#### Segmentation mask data

- Opening Delimiter -

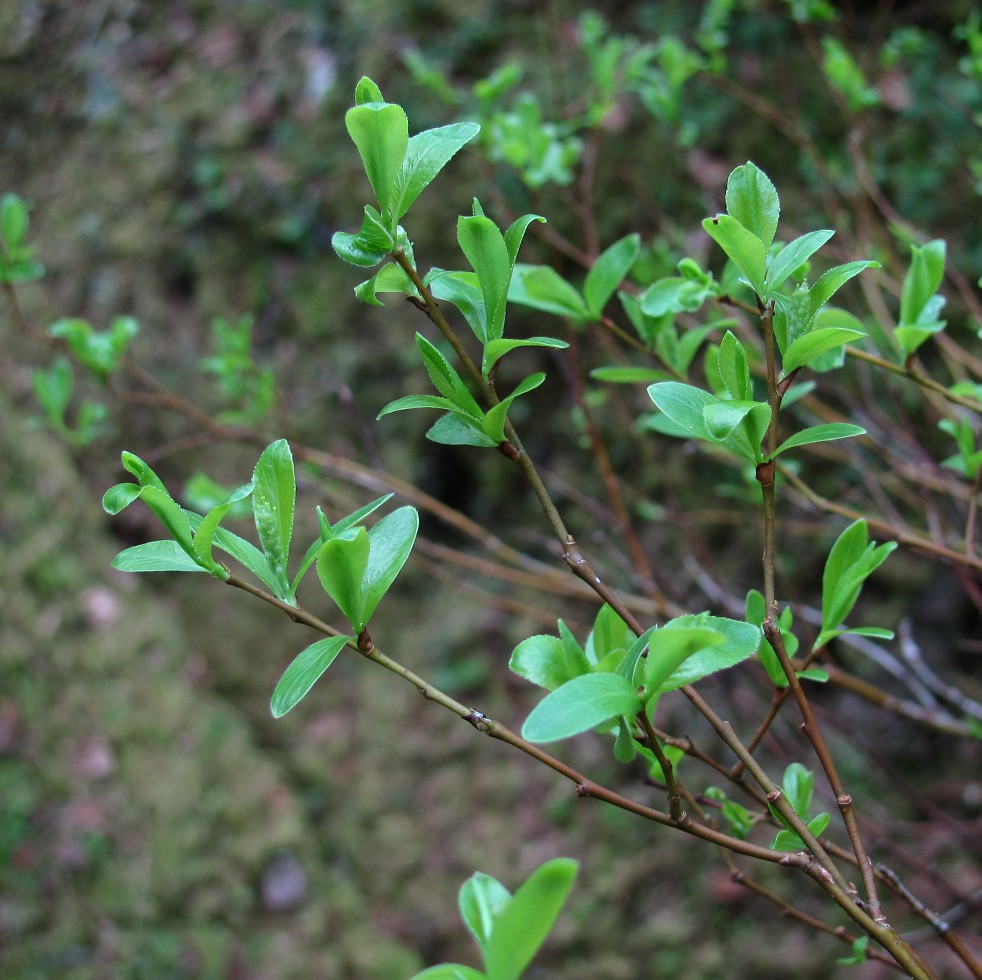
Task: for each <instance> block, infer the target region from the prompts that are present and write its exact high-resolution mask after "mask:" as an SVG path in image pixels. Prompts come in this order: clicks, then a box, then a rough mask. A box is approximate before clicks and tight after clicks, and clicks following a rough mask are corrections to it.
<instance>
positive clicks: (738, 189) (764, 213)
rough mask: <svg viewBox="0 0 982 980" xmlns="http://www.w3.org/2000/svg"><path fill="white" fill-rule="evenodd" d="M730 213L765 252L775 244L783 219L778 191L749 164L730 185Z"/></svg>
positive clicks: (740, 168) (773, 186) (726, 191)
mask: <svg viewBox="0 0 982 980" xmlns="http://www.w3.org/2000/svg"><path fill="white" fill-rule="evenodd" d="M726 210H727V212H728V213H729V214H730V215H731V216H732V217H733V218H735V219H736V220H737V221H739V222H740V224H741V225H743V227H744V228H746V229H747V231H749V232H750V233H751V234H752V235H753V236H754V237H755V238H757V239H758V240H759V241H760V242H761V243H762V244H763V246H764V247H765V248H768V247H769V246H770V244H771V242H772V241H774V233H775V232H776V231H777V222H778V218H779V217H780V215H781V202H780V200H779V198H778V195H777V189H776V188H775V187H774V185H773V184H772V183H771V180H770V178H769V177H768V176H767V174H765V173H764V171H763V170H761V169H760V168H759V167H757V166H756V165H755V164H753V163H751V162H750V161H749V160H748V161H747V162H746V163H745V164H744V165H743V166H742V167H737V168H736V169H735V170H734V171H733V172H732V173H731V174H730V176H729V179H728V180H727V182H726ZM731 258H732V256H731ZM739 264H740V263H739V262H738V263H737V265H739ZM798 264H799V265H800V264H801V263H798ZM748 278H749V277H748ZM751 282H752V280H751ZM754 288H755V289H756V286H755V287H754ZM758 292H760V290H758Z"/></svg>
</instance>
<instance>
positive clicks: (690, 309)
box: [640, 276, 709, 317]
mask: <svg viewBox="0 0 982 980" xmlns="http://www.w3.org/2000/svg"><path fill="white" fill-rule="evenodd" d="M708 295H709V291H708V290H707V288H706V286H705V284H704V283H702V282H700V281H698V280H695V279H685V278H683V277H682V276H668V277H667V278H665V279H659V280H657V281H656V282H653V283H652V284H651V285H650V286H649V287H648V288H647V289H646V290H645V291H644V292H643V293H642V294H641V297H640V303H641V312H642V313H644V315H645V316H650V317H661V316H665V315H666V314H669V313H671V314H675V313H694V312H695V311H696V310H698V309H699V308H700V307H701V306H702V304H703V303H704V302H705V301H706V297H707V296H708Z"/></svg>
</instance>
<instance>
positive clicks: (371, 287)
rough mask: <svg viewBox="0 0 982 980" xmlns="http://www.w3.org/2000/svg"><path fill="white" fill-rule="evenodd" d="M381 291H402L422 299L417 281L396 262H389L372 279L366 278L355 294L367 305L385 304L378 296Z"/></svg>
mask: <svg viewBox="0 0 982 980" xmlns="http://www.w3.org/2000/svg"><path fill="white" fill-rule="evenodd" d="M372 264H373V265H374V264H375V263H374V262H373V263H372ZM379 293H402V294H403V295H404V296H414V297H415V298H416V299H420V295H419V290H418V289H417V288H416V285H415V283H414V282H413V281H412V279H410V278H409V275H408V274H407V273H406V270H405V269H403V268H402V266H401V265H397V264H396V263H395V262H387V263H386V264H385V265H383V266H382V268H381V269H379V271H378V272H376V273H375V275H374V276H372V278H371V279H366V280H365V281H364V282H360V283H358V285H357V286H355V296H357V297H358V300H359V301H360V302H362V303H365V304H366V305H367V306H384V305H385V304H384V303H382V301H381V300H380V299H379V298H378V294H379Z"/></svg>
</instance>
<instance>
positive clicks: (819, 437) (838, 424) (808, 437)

- Closing Delimiter -
- Opening Delimiter -

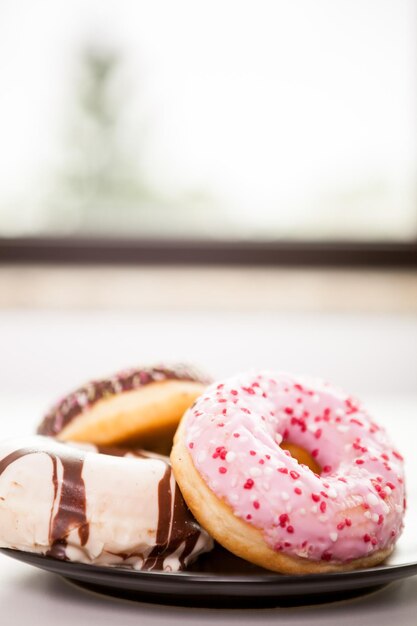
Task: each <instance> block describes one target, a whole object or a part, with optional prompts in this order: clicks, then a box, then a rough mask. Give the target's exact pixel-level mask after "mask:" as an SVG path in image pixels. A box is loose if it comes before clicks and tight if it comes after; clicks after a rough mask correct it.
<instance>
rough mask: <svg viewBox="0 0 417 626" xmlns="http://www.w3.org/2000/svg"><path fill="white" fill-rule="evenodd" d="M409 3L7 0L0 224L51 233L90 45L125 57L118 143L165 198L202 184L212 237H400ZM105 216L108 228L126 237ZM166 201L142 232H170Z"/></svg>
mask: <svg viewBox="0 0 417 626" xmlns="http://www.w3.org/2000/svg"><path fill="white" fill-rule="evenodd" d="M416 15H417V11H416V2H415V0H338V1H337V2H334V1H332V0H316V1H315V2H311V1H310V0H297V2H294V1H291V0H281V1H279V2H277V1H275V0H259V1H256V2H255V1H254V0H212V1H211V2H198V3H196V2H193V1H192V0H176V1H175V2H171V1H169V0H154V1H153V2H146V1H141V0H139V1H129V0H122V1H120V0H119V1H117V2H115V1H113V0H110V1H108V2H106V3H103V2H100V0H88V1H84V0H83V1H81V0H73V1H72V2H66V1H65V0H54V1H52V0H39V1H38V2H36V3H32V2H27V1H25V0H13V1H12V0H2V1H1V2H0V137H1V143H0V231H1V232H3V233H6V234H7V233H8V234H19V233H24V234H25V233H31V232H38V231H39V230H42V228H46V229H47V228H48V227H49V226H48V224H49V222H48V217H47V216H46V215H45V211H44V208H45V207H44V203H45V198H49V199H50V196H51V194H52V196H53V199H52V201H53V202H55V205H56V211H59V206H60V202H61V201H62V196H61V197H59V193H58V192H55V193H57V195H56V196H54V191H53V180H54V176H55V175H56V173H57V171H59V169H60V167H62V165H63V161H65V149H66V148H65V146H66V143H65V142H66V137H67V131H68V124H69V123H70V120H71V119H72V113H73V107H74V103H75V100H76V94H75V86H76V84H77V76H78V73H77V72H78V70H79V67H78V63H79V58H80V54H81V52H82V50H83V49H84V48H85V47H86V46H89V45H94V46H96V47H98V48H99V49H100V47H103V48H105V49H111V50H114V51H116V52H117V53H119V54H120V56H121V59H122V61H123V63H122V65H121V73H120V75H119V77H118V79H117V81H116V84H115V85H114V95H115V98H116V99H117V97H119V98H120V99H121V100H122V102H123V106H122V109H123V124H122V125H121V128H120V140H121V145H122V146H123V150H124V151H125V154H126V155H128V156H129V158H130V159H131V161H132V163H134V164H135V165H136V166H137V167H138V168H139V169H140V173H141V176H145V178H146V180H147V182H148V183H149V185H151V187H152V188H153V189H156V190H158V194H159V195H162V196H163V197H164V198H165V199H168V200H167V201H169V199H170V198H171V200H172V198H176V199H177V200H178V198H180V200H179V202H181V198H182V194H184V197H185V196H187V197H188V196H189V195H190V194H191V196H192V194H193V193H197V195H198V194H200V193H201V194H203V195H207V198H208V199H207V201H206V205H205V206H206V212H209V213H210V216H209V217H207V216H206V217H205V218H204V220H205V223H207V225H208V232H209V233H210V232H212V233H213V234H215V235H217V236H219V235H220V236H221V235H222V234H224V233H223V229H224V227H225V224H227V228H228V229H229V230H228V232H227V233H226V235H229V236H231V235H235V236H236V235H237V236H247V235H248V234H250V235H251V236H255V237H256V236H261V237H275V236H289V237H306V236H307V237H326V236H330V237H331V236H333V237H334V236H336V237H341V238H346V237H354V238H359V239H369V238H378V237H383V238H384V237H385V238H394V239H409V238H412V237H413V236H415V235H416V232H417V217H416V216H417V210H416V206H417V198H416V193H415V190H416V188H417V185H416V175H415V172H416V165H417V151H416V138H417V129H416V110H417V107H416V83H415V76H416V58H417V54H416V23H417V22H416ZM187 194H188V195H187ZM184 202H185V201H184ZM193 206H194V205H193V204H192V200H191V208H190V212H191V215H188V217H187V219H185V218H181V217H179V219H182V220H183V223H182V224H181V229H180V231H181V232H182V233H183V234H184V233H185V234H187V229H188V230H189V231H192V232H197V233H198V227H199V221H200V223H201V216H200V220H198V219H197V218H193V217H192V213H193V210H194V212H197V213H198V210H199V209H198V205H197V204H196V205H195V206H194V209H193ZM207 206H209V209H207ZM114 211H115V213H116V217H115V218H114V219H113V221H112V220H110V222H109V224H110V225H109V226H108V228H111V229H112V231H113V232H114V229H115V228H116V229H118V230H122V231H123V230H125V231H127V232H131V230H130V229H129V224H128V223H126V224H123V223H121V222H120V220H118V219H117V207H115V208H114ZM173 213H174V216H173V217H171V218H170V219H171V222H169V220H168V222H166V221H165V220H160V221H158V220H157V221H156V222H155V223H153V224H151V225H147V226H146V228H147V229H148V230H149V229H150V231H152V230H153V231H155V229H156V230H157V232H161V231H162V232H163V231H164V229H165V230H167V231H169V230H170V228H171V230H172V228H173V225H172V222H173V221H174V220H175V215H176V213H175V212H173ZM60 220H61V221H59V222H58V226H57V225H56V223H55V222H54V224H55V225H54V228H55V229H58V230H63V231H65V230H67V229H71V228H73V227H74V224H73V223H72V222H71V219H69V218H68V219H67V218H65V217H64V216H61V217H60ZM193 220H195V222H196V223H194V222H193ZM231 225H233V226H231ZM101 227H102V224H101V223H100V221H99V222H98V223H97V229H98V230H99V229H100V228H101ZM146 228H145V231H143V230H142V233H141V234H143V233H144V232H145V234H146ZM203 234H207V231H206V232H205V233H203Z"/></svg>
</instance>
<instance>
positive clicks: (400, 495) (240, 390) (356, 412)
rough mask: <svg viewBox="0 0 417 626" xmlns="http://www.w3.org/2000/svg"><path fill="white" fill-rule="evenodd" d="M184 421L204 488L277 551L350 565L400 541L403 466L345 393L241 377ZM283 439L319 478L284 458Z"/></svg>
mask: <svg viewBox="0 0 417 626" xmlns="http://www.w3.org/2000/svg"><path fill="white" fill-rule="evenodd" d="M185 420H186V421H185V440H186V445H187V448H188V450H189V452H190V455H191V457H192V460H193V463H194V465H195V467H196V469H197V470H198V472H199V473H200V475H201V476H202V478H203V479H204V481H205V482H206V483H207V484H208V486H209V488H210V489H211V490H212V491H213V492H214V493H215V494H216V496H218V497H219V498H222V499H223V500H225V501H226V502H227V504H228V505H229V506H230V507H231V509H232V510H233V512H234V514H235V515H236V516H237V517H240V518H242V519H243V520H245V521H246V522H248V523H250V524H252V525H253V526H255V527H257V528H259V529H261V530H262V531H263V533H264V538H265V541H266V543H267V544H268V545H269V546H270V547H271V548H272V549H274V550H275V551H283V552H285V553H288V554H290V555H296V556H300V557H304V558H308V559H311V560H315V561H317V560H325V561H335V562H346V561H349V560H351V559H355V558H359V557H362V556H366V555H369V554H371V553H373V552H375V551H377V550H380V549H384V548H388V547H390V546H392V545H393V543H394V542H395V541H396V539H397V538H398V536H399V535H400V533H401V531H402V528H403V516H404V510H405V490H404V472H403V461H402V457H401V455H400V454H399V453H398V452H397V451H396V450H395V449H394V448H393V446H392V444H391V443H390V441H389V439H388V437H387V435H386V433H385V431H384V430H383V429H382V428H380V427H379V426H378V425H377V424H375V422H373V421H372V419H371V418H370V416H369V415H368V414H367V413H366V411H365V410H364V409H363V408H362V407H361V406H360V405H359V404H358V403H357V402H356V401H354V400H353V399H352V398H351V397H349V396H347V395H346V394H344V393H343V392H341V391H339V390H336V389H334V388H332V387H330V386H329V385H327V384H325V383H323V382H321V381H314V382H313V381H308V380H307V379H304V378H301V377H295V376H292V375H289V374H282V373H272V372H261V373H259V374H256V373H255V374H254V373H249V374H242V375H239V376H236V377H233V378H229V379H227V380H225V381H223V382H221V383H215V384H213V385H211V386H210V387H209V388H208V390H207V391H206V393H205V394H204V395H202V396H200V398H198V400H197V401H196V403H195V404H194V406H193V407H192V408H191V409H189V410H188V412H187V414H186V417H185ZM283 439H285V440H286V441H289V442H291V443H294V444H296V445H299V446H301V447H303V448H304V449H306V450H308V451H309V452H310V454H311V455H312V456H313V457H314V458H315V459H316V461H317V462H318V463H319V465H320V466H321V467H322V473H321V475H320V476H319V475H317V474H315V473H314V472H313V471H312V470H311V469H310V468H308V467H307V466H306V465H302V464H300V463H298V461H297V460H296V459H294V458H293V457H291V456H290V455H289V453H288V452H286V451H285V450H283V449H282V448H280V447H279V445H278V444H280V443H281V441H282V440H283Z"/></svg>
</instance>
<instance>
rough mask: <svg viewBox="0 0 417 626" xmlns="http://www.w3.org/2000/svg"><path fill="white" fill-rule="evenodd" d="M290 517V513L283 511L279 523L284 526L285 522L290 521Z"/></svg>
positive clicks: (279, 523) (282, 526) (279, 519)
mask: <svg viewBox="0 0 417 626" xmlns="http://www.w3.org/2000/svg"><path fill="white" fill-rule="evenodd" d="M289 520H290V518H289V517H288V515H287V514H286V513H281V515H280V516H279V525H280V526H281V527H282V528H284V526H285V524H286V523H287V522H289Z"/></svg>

- Closing Delimiter -
- Opening Delimiter -

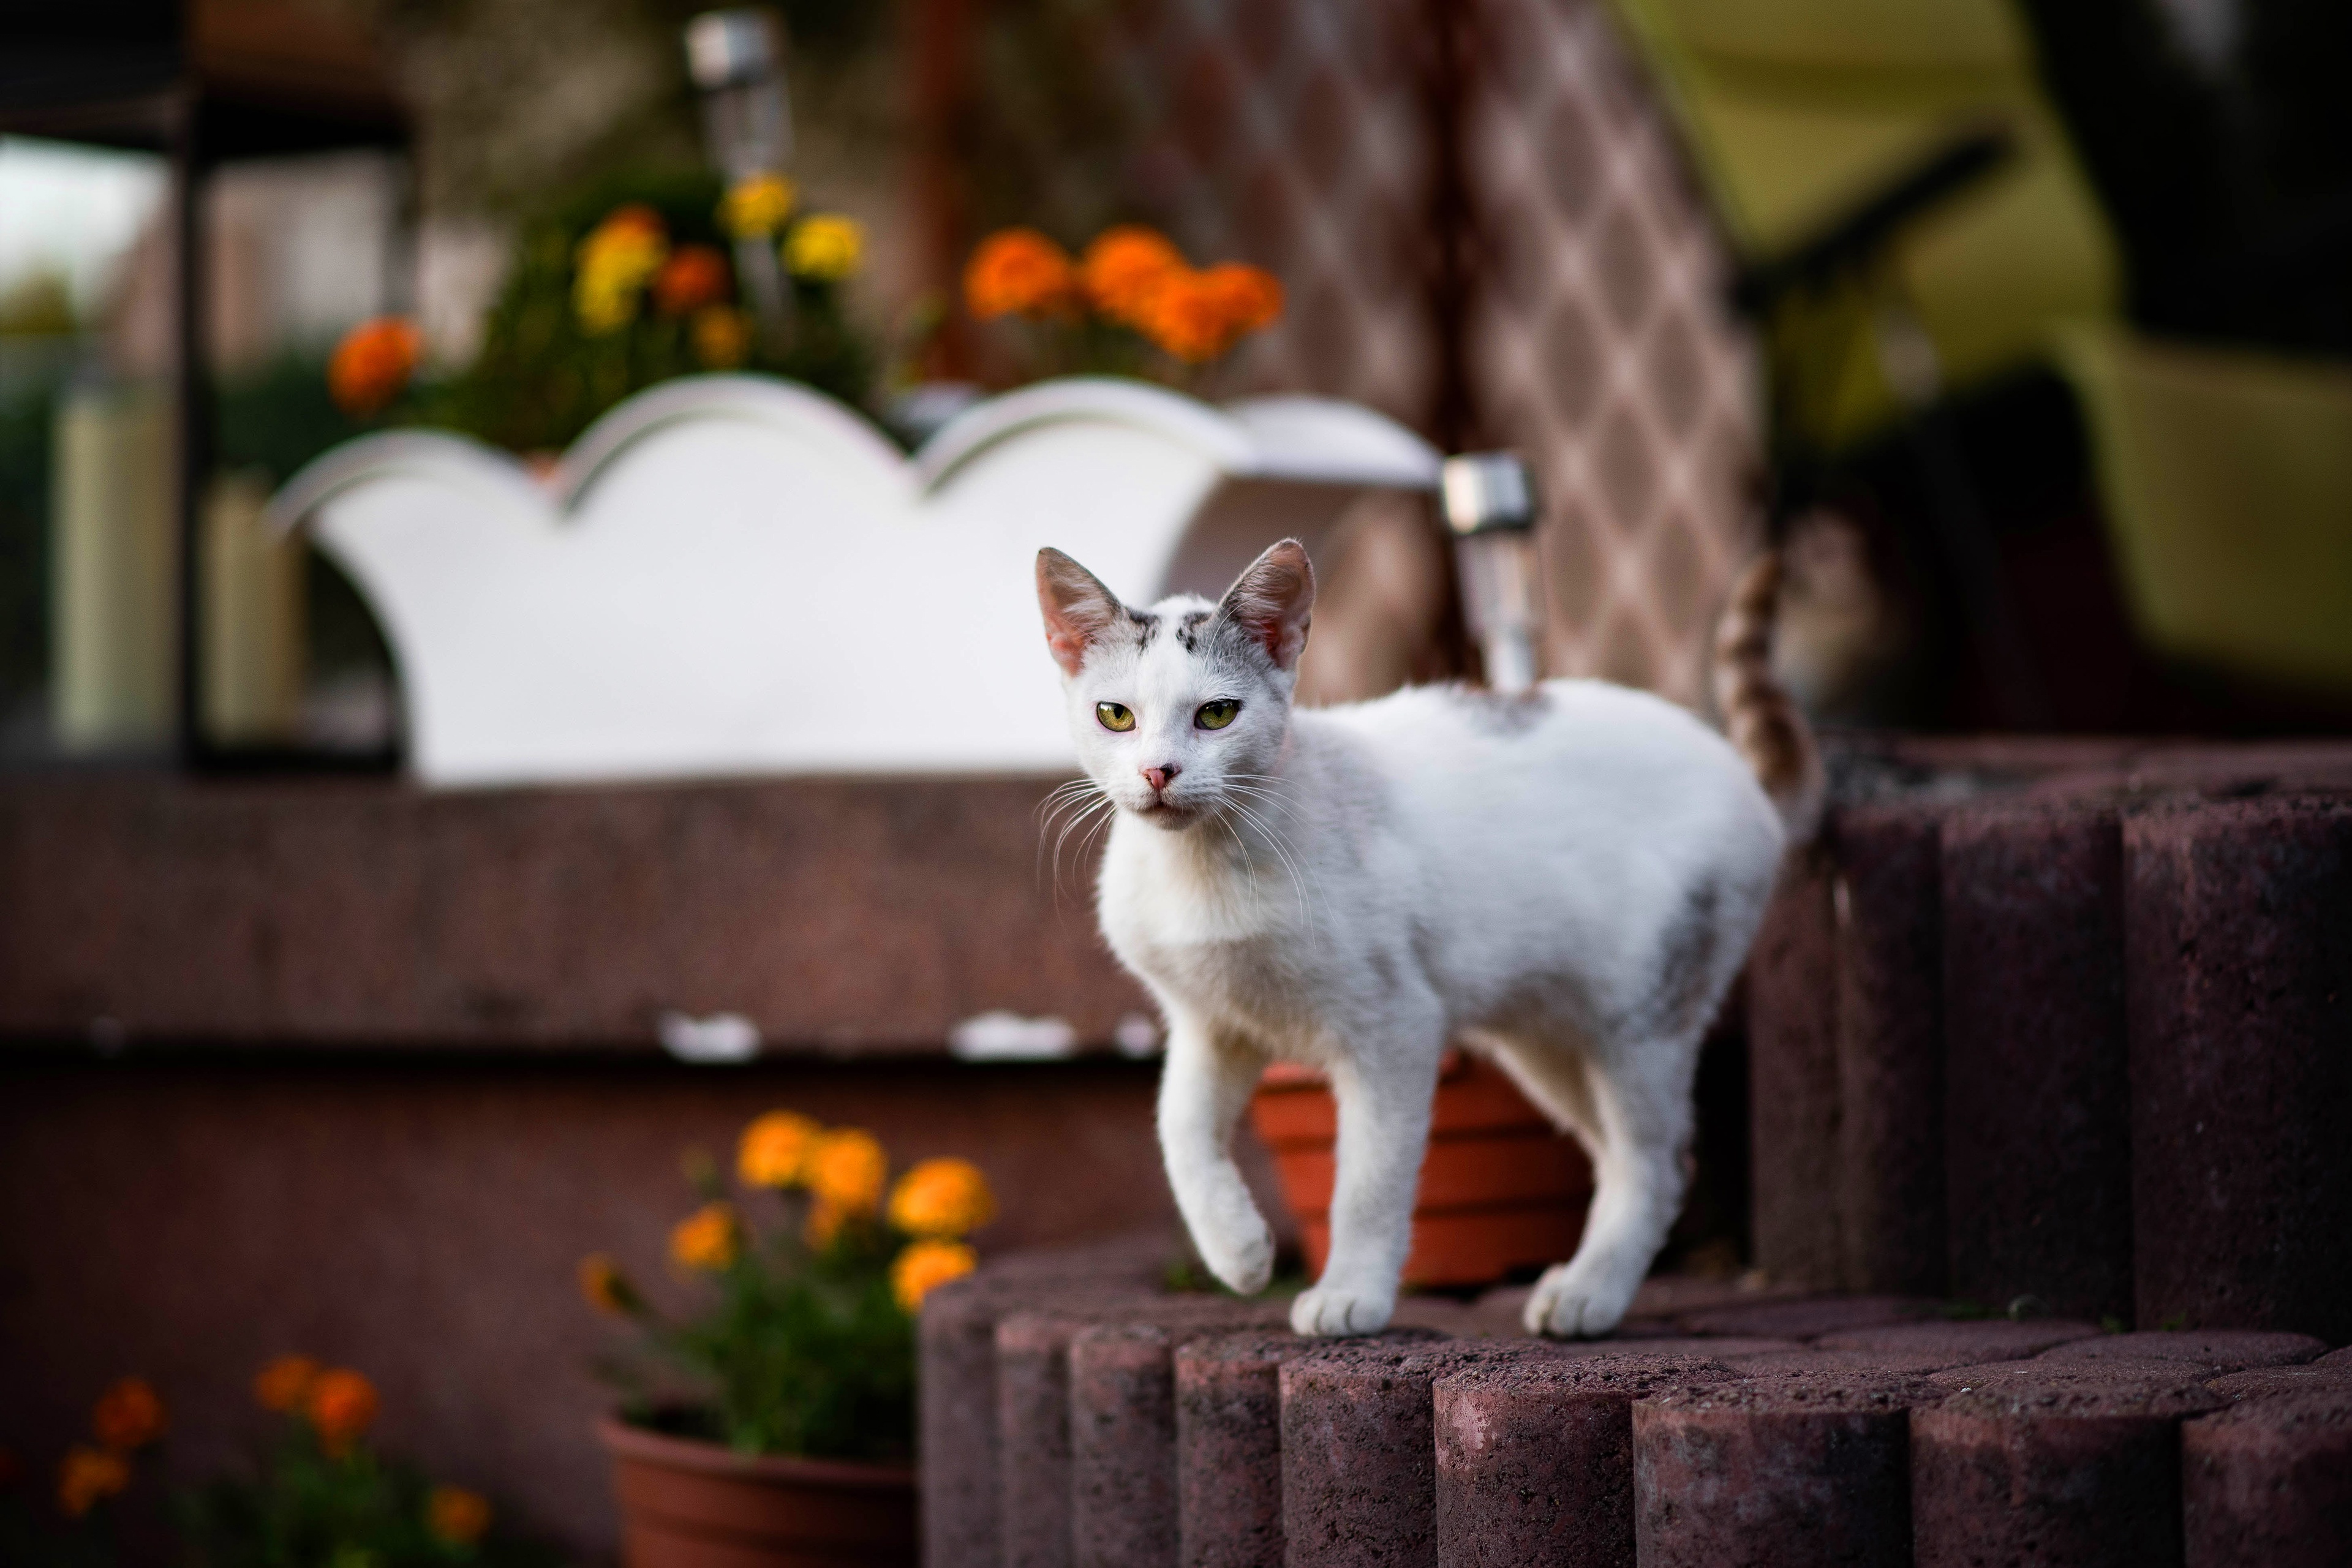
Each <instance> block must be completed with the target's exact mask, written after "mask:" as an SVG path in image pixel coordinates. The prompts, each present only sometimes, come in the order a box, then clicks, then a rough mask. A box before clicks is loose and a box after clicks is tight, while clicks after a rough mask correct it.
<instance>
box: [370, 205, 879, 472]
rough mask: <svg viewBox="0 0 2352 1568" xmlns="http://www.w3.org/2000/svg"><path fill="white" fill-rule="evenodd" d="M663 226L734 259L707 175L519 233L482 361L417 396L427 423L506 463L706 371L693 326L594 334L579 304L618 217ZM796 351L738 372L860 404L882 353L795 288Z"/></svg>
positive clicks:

- Closing Delimiter -

#### WORK TO BE COMPLETED
Please give an exact copy of the entries above, from the line with "Task: for each" down to the line with "positive clicks: (690, 309)", inclusive, and nothing else.

#### YOUR SOLUTION
Task: for each <instance> block, infer the target region from the prompts that are present and write its exact high-resolution mask after "mask:" as an SVG path in image pixels. Prompts come in this order: clicks, then a box, then a rough mask. A box is approximate before clicks and tight after clicks, and clicks following a rough mask are corrections to it.
<instance>
positive clicks: (738, 189) (764, 213)
rough mask: <svg viewBox="0 0 982 980" xmlns="http://www.w3.org/2000/svg"><path fill="white" fill-rule="evenodd" d="M730 213L765 252L775 244L783 219L778 191L749 164L730 185Z"/></svg>
positive clicks: (740, 168) (773, 186) (726, 191)
mask: <svg viewBox="0 0 982 980" xmlns="http://www.w3.org/2000/svg"><path fill="white" fill-rule="evenodd" d="M726 210H727V212H728V213H729V214H730V215H731V216H732V217H733V218H735V219H736V220H737V221H739V222H740V224H741V225H743V227H744V228H746V229H747V231H749V232H750V233H751V234H752V235H753V236H754V237H755V238H757V239H758V240H759V241H760V242H761V243H762V244H763V246H764V247H765V248H768V247H769V246H770V244H771V242H772V241H774V233H775V232H776V231H777V222H778V218H779V217H780V215H781V202H780V200H779V198H778V195H777V189H776V188H775V187H774V185H773V184H772V183H771V180H770V178H769V177H768V176H767V174H765V173H764V171H763V170H761V169H760V168H759V167H757V166H756V165H755V164H753V163H751V162H750V161H749V160H748V161H747V162H746V163H745V164H744V165H743V166H742V167H737V168H736V169H735V170H734V171H733V172H732V173H731V174H730V176H729V179H728V180H727V182H726ZM731 258H732V256H731ZM739 264H740V263H739V262H738V263H737V265H739ZM798 264H799V265H800V264H801V263H798ZM748 278H749V277H748ZM751 282H752V280H751ZM754 288H755V289H756V286H755V287H754ZM758 292H760V290H758Z"/></svg>
</instance>
<instance>
positive clicks: (690, 309)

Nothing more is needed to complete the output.